● What is expected
Find the word "minaret" in the listing below. Copy every line that has it.

= Beginning of Section =

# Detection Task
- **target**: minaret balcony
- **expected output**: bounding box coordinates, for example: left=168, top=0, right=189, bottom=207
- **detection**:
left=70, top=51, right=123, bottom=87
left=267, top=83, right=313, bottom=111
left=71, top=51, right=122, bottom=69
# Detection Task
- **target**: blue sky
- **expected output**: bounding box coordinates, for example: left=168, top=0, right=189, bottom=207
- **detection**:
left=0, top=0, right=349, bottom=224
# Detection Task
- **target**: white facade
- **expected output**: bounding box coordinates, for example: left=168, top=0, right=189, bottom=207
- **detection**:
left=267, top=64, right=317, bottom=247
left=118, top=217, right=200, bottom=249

= End of Section =
= Beginning of Section =

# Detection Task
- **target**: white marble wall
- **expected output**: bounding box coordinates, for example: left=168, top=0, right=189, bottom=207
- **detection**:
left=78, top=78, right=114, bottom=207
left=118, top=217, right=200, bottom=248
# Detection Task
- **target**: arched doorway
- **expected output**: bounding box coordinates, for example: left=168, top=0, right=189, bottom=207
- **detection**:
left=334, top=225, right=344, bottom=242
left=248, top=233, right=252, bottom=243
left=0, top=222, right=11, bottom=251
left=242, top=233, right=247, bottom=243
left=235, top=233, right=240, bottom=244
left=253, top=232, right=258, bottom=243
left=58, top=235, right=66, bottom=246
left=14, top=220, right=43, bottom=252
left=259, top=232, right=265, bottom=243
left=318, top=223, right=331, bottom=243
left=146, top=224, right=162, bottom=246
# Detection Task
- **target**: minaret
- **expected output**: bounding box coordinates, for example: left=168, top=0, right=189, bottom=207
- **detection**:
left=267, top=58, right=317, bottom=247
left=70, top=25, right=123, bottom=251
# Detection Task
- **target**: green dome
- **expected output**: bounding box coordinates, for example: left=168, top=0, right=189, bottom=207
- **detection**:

= End of Section =
= Beginning of Section =

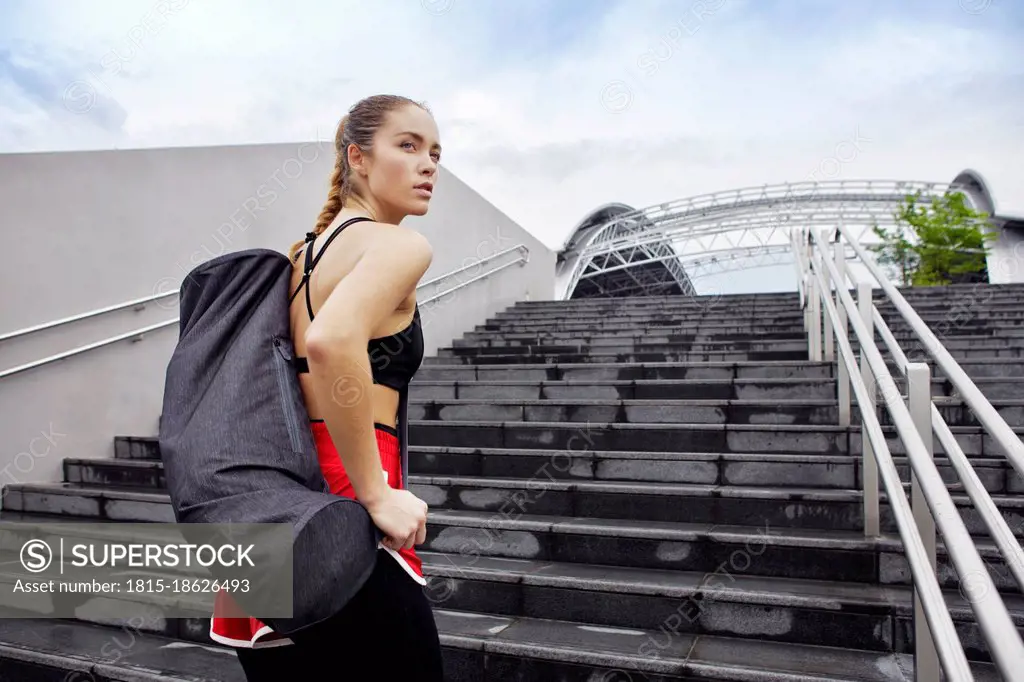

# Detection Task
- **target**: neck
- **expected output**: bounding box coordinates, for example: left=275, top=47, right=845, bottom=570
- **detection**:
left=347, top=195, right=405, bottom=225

= End of Section =

● Solution to this problem
- **target**: minaret balcony
- **target**: minaret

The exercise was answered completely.